V.S. Naipul evita assumir riscos em obra conformista e regular

Escrito em 2004, romance "Sementes Mágicas" ganha tradução para o português

ADRIANO SCHWARTZ
ESPECIAL PARA A FOLHA

"Sementes Mágicas", romance de V.S. Naipaul de 2004 agora traduzido para o português, tem dois momentos bem diferentes. No primeiro, o indiano Willie Chandran deixa Berlim, onde vivia uma existência deslocada e apática e volta para seu país, para se tornar um guerrilheiro. Ao leitor, cabe acompanhar essa jornada que, a despeito de suas causas coletivas, resulta nula em termos político-sociais e importante do ponto de vista de pessoal. O personagem consegue descobrir quem ele não era.
O processo é duro e não isento do sofrimento ("Já não tem a mesma lucidez de antes, e não há nada mais frágil que um revolucionário cuja lucidez dá sinais de esgotamento") e culpa ("não devia jamais ter me permitido acreditar que só havia um lado nessa guerra"). A narração, distanciada e econômica, condiz com o projeto formativo do indiano, que inicia seu percurso em estado de absoluta passividade.
No segundo momento, Willie, valendo-se da sua condição de escritor por conta de um livro que lançara na juventude, consegue, com a ajuda da irmã, o apoio de um advogado inglês e vai para a Inglaterra. A primeira parte abrange anos de sua vida, já a segunda é bem mais curta, reduz-se a semanas.
O engajamento e a luta política dão lugar a conflitos mais íntimos, a relações humanas conturbadas, a dificuldades de lidar com os outros, ao desejo incontornável de sexo.

O QUE FAZER
Na resenha de "Sementes Mágicas", em que cidade Willie Chandran vivia antes de voltar para seu país?

(Entradas de dados armazenadas)

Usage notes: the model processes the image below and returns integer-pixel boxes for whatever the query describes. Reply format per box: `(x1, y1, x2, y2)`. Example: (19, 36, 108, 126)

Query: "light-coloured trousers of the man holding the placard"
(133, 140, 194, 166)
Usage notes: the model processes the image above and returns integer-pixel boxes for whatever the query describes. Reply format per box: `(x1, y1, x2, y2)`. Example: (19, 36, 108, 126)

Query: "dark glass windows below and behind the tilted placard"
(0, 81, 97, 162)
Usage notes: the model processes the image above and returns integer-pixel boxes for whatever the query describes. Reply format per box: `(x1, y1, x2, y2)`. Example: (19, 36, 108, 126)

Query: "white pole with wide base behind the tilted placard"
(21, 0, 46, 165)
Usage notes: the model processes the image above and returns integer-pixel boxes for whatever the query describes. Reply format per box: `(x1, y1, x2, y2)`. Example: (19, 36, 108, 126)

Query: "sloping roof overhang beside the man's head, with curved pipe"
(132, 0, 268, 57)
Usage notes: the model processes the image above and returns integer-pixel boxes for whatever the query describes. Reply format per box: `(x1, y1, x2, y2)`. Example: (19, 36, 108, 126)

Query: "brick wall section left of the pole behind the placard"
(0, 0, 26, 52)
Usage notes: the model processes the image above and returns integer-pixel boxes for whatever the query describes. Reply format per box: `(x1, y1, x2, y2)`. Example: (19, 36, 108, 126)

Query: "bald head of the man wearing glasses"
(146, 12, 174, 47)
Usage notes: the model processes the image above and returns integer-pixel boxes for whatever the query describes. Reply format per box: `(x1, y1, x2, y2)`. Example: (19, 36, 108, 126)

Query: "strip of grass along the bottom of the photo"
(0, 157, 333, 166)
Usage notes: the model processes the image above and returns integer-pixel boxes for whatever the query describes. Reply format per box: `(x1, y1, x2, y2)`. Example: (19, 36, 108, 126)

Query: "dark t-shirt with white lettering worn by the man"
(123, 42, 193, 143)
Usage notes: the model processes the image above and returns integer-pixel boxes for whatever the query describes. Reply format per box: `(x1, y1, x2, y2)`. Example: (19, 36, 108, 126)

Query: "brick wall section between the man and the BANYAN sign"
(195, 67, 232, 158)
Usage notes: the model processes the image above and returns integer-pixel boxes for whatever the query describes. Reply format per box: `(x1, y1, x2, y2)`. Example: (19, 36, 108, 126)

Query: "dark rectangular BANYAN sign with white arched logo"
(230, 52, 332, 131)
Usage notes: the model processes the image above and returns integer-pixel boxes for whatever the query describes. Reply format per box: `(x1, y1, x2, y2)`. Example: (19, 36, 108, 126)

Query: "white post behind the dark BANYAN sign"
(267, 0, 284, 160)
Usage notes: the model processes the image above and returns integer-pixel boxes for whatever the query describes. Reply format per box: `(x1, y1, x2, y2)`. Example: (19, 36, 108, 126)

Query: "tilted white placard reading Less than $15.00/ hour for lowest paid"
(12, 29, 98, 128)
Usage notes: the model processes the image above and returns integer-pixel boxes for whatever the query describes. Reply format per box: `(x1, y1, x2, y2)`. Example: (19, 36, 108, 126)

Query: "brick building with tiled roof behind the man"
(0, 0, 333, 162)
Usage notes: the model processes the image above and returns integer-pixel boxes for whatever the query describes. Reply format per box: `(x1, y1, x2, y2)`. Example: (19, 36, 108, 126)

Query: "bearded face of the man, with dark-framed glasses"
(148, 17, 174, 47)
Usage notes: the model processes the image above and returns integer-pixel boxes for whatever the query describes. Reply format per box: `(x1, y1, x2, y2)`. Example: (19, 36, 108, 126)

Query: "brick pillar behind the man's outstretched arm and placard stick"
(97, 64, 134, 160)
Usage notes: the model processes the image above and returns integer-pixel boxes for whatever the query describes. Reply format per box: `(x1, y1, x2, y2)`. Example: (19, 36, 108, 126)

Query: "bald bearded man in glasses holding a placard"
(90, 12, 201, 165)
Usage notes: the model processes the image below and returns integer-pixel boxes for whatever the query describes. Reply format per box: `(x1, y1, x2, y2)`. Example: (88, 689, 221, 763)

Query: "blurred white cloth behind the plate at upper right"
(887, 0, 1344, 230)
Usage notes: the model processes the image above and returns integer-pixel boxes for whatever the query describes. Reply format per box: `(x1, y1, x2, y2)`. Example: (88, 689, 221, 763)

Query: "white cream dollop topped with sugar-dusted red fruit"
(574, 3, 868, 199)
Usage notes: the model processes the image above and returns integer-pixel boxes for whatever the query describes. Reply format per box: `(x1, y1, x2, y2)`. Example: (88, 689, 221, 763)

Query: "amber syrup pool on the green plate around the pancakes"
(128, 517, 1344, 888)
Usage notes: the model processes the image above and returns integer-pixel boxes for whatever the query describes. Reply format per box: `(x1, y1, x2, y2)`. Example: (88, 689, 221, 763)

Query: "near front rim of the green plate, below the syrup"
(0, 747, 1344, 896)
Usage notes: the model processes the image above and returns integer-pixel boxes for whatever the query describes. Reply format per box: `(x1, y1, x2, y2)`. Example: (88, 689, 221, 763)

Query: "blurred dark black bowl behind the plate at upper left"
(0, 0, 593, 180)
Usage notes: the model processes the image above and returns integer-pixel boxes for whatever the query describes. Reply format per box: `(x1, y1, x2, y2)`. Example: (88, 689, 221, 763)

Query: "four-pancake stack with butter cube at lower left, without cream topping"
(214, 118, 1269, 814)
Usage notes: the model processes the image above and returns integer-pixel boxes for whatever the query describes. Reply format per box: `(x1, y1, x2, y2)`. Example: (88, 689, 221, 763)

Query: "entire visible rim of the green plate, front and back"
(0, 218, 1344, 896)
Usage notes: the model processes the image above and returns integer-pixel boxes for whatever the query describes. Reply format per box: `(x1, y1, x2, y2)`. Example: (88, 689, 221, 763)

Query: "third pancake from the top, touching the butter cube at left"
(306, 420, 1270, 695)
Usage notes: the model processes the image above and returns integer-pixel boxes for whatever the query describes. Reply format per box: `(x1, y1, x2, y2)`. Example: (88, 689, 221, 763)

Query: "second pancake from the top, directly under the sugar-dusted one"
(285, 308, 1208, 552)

RESPOSTA DO EXERCÍCIO
Em Berlim.